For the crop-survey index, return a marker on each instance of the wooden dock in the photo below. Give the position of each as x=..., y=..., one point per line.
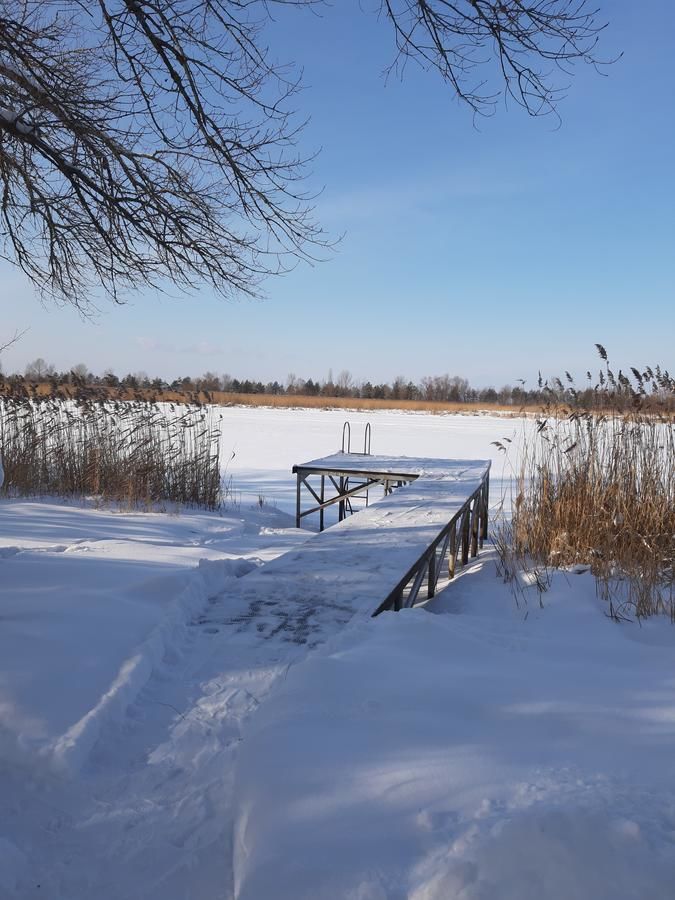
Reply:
x=434, y=514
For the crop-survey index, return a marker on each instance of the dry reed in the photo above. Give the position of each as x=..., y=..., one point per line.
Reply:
x=131, y=452
x=599, y=490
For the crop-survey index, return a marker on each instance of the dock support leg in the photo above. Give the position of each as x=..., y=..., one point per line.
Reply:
x=475, y=525
x=431, y=584
x=452, y=552
x=297, y=503
x=466, y=523
x=486, y=500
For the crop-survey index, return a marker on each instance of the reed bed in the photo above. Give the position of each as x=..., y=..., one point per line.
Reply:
x=129, y=452
x=599, y=491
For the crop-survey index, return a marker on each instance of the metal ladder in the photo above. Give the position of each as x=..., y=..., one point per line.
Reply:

- - - - -

- _Problem requirements_
Leaving out the pictures, reproduce the whole listing above exactly.

- _Expected output_
For the crop-survey index, return a marker on each instance of the wooden dock in the photo below. Give the position of each as x=..., y=..., one point per line.
Reply:
x=434, y=514
For the crop-survey index, return a marker on each instance of the dry reed in the photo above. Give the position of each as x=..., y=..., one point per line.
Reply:
x=131, y=452
x=599, y=490
For the crop-survey index, return a marker on each instance of the dock support leg in the photo above. Give the position of each as x=..., y=..., one point per line.
Reply:
x=475, y=525
x=431, y=584
x=452, y=552
x=297, y=503
x=466, y=523
x=486, y=500
For the crop-survey index, return a marker on each instance of the reed bed in the photo above. Give the position of each as x=..., y=..., one point per line.
Reply:
x=129, y=452
x=599, y=491
For the crop-survey index, return a marker on each instance of the metal ladder in the photo above. Give the position of each as x=..., y=..., one point per line.
Reply:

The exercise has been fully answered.